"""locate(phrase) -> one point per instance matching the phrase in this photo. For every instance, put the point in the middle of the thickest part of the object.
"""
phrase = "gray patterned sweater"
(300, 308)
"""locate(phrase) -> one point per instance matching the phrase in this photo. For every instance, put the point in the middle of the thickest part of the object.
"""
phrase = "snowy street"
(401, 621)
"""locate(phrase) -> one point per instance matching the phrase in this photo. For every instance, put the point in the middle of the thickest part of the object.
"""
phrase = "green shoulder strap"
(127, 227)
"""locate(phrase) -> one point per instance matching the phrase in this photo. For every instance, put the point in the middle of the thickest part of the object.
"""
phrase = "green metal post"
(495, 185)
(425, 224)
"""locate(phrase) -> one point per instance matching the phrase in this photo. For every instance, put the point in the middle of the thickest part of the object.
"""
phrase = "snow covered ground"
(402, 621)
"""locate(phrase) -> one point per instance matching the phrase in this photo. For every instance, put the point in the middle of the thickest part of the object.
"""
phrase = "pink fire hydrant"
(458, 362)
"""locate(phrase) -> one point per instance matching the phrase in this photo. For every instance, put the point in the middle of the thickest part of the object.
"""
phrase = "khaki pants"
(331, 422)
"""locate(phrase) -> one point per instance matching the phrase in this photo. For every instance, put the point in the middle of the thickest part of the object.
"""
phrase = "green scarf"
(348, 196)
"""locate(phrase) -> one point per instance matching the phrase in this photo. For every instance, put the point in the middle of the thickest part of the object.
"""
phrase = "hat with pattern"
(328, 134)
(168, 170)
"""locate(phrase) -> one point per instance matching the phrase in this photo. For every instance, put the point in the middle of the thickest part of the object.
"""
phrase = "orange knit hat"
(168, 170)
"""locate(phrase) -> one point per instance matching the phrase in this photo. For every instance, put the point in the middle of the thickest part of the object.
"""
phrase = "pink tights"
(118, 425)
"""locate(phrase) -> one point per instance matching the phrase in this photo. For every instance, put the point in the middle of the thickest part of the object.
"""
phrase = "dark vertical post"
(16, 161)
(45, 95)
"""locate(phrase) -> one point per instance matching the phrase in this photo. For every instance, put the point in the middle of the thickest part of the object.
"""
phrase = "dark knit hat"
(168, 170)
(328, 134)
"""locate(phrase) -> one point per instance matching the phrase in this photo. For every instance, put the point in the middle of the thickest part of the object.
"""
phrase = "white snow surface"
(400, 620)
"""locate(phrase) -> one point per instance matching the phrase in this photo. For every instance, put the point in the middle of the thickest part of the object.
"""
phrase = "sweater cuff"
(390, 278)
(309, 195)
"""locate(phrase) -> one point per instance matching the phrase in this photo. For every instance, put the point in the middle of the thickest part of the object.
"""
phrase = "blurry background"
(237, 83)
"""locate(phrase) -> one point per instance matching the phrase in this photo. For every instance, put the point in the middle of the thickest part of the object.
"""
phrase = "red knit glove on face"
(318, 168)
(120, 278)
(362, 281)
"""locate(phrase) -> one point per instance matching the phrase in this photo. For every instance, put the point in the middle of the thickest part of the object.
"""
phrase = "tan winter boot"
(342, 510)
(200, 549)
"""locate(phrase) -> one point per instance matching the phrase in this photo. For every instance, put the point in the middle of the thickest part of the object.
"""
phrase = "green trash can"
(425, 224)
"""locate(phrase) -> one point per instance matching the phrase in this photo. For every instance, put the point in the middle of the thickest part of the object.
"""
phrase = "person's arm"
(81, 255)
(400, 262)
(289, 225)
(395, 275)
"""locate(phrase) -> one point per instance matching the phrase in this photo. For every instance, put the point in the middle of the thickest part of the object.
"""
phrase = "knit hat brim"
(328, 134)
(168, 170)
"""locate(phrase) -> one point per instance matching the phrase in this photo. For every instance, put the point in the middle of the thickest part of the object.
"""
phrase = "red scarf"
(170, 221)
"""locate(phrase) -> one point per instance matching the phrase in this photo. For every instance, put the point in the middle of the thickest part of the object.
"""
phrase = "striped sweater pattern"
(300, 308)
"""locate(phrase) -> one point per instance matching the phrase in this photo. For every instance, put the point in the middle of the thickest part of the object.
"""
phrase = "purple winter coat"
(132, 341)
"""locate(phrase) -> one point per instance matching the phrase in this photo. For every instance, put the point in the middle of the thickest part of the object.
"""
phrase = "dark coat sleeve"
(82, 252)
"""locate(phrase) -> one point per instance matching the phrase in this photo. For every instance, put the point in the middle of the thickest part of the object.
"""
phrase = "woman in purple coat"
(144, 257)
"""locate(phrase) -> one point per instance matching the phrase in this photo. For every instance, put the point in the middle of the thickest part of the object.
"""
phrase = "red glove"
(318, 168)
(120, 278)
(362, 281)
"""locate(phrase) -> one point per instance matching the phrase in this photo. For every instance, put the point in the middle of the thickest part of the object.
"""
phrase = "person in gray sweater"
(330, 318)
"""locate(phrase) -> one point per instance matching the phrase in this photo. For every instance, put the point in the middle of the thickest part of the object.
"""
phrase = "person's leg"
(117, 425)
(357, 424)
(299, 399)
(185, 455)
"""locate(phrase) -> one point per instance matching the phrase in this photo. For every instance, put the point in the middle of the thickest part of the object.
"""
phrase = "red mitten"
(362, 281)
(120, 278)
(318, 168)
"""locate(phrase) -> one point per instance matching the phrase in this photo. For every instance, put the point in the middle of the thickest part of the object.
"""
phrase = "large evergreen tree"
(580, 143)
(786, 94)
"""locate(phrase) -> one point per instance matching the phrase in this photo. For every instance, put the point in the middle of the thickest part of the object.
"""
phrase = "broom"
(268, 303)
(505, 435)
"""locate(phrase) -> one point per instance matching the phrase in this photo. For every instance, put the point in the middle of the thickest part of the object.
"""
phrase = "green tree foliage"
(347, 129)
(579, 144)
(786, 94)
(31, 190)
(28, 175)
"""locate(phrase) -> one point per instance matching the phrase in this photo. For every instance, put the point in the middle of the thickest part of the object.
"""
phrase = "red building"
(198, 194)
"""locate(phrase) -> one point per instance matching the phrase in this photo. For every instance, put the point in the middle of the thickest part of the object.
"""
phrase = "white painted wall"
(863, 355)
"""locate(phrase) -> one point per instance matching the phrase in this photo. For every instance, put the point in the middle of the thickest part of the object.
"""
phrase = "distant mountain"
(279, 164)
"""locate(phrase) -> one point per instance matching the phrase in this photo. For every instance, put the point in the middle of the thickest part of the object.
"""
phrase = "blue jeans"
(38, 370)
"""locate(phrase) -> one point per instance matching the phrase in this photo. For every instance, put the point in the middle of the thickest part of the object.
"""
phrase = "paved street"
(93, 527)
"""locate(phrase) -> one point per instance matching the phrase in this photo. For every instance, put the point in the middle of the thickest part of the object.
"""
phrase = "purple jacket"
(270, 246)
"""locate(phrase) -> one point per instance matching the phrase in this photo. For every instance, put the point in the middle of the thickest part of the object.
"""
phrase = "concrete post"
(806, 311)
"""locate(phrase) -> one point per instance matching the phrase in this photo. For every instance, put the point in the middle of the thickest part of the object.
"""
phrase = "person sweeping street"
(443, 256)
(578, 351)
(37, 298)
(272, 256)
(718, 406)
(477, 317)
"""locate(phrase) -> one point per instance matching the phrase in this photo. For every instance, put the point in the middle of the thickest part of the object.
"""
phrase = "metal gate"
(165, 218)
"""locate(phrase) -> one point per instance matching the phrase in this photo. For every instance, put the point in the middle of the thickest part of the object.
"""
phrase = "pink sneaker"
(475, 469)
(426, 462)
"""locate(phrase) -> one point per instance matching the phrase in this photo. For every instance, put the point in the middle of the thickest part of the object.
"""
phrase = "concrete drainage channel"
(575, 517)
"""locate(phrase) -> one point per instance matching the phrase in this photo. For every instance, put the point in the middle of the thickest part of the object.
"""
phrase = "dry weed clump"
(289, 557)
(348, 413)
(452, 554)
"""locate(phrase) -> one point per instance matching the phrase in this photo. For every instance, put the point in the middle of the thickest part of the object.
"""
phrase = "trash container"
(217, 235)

== == ==

В каких строках материала встречается слово «metal» с учетом регистра? Выпишите каждую такую строку целиком.

ОТВЕТ НА ЗАДАНИЕ
phrase = "green metal post"
phrase = "metal gate"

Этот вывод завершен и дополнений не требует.